• **Exercise goal**
Your task is to output all the records below, word for word.

-------------------------

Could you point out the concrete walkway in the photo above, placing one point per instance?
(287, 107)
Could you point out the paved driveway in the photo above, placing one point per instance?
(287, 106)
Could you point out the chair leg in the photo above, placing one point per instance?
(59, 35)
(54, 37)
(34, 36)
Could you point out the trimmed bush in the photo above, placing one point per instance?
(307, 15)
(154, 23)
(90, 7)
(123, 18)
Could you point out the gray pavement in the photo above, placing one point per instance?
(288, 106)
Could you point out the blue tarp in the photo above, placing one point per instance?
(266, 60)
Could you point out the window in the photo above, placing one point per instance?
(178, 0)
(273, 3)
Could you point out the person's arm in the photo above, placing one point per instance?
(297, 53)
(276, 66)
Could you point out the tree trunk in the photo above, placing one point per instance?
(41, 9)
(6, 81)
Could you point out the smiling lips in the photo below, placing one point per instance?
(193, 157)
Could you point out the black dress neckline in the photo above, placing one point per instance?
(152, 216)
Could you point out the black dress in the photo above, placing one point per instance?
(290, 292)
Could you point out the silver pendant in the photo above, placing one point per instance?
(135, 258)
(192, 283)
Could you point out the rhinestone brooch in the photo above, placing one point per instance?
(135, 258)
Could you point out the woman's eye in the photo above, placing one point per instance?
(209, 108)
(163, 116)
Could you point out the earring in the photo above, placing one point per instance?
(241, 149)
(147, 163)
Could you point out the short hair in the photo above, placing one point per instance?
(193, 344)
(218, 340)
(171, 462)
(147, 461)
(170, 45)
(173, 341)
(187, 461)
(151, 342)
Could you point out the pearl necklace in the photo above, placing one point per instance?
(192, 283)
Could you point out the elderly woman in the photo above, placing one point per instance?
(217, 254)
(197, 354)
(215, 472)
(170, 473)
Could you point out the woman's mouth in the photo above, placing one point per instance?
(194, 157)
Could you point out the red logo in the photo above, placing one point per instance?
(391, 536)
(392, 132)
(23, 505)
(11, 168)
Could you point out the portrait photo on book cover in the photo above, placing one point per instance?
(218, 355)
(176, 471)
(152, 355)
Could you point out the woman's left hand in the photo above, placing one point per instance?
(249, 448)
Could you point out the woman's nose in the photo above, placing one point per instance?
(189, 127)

-------------------------

• **Result of the exercise**
Could you point out the concrete walkway in the photo above, placing one point per instance?
(287, 107)
Could you point out the paved driveway in the photo above, placing one point per instance?
(287, 106)
Could you point out the chair leg in the photo above, placing one point per instance?
(59, 35)
(54, 37)
(34, 36)
Could you point out the trimmed bush in the photo above, placing one point per instance?
(307, 15)
(154, 23)
(90, 7)
(123, 18)
Could you point out the gray pavement in the photo above, placing one point per instance?
(288, 106)
Could you point out the blue tarp in the photo above, placing one point per instance?
(266, 60)
Could you point out the window in the photo above, placing one point per instance?
(178, 0)
(273, 3)
Could you point out the person's arm in the photo above, placing one point per instance?
(297, 53)
(276, 66)
Could you point out the tree trunk in the photo above, placing one point per instance?
(41, 9)
(6, 81)
Could you point out the smiling lips in the photo below, placing one point per instance?
(193, 157)
Could you point out the black dress neckline in the photo above, placing one point per instance?
(152, 216)
Could you point out the black dress in the photo above, placing one point per instance?
(290, 292)
Could you point out the silver pendant in the photo above, placing one point per instance?
(135, 258)
(192, 283)
Could you point out the rhinestone brooch in the photo above, placing one point per instance?
(135, 258)
Could you point out the woman's eye in the photo above, placing one point per instance?
(209, 108)
(163, 116)
Could you point out the earring in the photo above, placing one point per instance?
(241, 149)
(147, 163)
Could you point out the short hair in the photo above, placing one point per instance?
(193, 344)
(218, 340)
(171, 462)
(147, 461)
(170, 45)
(173, 341)
(187, 461)
(151, 342)
Could you point out the pearl necklace in the photo above, placing one point per instance?
(192, 283)
Could you point out the elderly woman in the photo above, placing one point per instance?
(217, 254)
(197, 354)
(215, 472)
(170, 473)
Could you point out the woman's mouth in the photo above, placing one point per instance?
(194, 157)
Could you point out the red logo in the photo above, placing one point per instance?
(391, 536)
(392, 132)
(23, 505)
(11, 168)
Could you point out the portrait photo on book cover in the photo above, placing one point per instance?
(218, 355)
(176, 471)
(152, 355)
Could you point out the woman's left hand in the photo above, placing one point per instance?
(249, 448)
Could you point out the woman's nose in the photo above, placing one point per instance?
(189, 127)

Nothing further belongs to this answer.